## Work to be completed
Without further comment, state how many lines in the listing below contain the word "stalk".

(Data extract Opens)

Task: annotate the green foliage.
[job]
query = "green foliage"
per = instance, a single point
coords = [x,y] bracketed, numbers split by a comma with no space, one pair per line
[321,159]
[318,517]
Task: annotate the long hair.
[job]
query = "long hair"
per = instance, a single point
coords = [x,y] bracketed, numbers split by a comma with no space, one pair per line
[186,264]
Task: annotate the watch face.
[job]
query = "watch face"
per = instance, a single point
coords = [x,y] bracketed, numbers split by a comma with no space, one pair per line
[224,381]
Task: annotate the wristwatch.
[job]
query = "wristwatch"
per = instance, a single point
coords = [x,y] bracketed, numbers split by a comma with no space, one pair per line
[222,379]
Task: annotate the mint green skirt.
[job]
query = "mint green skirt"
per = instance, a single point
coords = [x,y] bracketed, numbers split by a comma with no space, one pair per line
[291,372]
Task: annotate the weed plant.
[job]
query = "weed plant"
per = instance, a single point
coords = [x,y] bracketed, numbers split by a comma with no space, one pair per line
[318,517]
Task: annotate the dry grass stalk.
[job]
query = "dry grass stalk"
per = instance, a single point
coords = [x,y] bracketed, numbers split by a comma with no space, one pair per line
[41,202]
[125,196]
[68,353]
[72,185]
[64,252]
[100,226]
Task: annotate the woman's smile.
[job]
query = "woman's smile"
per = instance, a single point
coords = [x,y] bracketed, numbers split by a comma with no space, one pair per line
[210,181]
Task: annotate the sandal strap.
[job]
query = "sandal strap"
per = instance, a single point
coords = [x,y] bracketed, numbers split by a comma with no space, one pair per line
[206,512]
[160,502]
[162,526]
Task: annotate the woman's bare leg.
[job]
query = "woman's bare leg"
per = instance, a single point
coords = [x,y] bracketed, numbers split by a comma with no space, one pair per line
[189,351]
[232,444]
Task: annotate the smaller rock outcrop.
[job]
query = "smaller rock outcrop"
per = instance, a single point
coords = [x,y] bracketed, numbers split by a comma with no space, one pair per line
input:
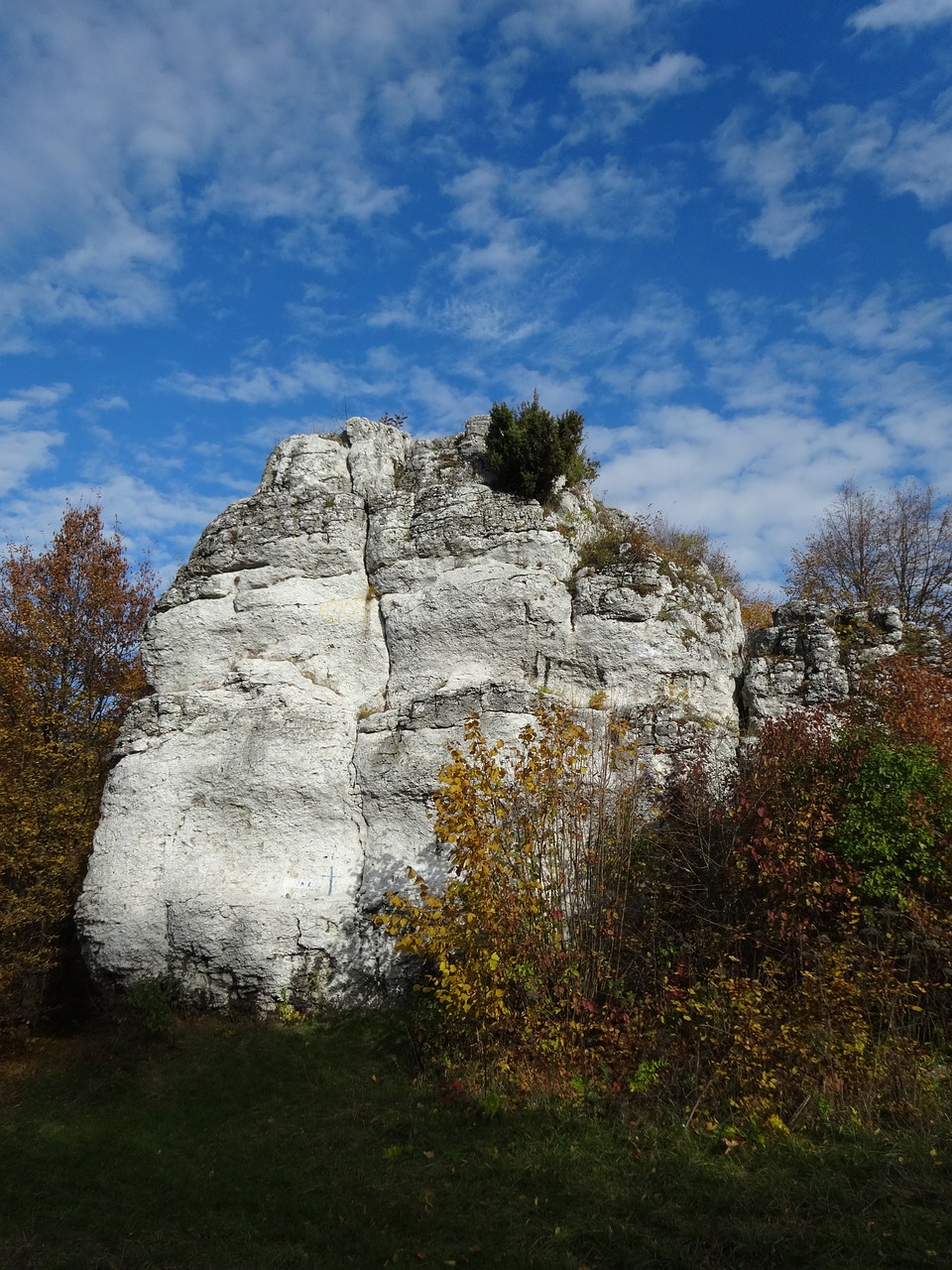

(Data extract Closes)

## Written solution
2